--- BEGIN Data rows ---

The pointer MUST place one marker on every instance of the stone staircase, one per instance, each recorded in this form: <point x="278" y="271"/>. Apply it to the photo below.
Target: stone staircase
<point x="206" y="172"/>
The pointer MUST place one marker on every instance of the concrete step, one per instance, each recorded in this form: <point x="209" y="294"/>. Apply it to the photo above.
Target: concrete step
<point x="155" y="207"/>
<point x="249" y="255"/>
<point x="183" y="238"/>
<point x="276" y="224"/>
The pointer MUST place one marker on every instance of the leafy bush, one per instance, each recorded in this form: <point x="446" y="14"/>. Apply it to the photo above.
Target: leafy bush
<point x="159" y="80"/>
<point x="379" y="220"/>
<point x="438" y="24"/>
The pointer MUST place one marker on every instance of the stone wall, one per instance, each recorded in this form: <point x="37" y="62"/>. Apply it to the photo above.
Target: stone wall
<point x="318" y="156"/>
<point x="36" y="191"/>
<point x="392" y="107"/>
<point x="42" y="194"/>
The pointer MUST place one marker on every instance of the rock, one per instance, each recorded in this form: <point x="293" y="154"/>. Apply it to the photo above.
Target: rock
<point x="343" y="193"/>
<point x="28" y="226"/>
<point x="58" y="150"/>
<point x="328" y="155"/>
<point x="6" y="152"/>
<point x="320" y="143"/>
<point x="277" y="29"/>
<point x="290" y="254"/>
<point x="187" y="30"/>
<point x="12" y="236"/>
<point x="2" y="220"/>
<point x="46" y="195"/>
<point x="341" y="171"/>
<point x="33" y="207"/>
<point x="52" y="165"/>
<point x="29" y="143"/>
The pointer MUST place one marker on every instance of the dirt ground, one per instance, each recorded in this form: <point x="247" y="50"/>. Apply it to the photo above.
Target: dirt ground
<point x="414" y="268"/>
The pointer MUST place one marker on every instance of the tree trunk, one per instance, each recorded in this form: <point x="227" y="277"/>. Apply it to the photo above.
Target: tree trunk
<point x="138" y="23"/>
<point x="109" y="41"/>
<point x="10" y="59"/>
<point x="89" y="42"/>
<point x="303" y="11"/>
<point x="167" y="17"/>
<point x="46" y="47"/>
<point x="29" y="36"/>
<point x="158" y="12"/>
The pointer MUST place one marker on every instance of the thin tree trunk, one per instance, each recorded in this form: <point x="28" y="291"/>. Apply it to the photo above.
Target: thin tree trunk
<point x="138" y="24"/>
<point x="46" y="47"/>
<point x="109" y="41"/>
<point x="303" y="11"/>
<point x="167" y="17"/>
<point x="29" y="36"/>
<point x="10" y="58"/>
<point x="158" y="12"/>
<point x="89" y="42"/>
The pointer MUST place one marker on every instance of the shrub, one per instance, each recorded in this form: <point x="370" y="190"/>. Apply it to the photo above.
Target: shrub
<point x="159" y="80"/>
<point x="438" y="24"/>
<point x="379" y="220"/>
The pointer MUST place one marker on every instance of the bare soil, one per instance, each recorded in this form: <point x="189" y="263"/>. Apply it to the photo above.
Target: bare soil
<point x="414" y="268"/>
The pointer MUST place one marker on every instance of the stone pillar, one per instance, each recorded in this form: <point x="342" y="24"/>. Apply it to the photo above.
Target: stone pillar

--- END Data rows ---

### Stated goal:
All of the lines above must be returned exactly.

### Expected answer:
The pointer MUST place one marker on every instance of the stone staircase, one per instance, each recorded in this form: <point x="278" y="271"/>. Apply it to the photo below.
Target: stone staircase
<point x="206" y="172"/>
The pointer MUST place one marker on every instance of the concrete step, one per instance, each recorded in this form: <point x="209" y="294"/>. Apply it to the photo above.
Target: concrete step
<point x="155" y="207"/>
<point x="249" y="255"/>
<point x="183" y="238"/>
<point x="276" y="224"/>
The pointer MUST place one marker on every instance of the leafy bush, one per instance, each recorded in this form: <point x="446" y="14"/>. Apply it to the photo above.
Target: leafy bush
<point x="159" y="80"/>
<point x="379" y="220"/>
<point x="438" y="24"/>
The pointer MUST place one marker on every instance of the stone wall, one per instance, each recorded in this form: <point x="37" y="62"/>. Apply it to the photo above.
Target: stone wall
<point x="318" y="156"/>
<point x="36" y="191"/>
<point x="392" y="107"/>
<point x="42" y="194"/>
The pointer MUST place one marker on every instance of the rock, one per instance, each recorded in this form: <point x="293" y="154"/>. Apply it to the photo above.
Target: rock
<point x="343" y="193"/>
<point x="28" y="226"/>
<point x="58" y="150"/>
<point x="328" y="155"/>
<point x="6" y="152"/>
<point x="320" y="143"/>
<point x="277" y="29"/>
<point x="290" y="254"/>
<point x="187" y="30"/>
<point x="12" y="236"/>
<point x="2" y="220"/>
<point x="46" y="195"/>
<point x="341" y="171"/>
<point x="33" y="207"/>
<point x="52" y="165"/>
<point x="29" y="143"/>
The pointer MUST place one marker on every instance of the dirt ground, one per instance, each recorded in this form: <point x="247" y="50"/>. Apply it to the photo above.
Target: dirt ground
<point x="414" y="268"/>
The pointer MUST place one marker on every instance of the tree trunk, one per instance, each recorded in this form: <point x="227" y="277"/>. Apply it to the photo above.
Target: tree trunk
<point x="138" y="23"/>
<point x="109" y="41"/>
<point x="10" y="59"/>
<point x="89" y="42"/>
<point x="303" y="11"/>
<point x="167" y="17"/>
<point x="46" y="47"/>
<point x="29" y="36"/>
<point x="158" y="12"/>
The pointer MUST place one marker on every instance of the thin tree trunk, one per instance, each recorded in this form: <point x="28" y="291"/>. Apply it to the photo above.
Target: thin tree trunk
<point x="138" y="24"/>
<point x="46" y="47"/>
<point x="109" y="41"/>
<point x="303" y="11"/>
<point x="167" y="17"/>
<point x="29" y="36"/>
<point x="10" y="58"/>
<point x="158" y="12"/>
<point x="89" y="42"/>
The pointer MUST place one marker on every instance of the shrub, one per instance, each recorded in this form: <point x="370" y="190"/>. Apply it to the photo above.
Target: shrub
<point x="159" y="80"/>
<point x="438" y="24"/>
<point x="379" y="220"/>
The pointer MUST place one marker on every instance of the bare soil, one per instance, each recorded in this form: <point x="189" y="263"/>. Apply it to the photo above.
Target: bare soil
<point x="414" y="268"/>
The pointer MUST place one marker on every instance of the stone pillar, one per instance, each recorded in this form: <point x="342" y="24"/>. Apply it to the photo above.
Target: stone pillar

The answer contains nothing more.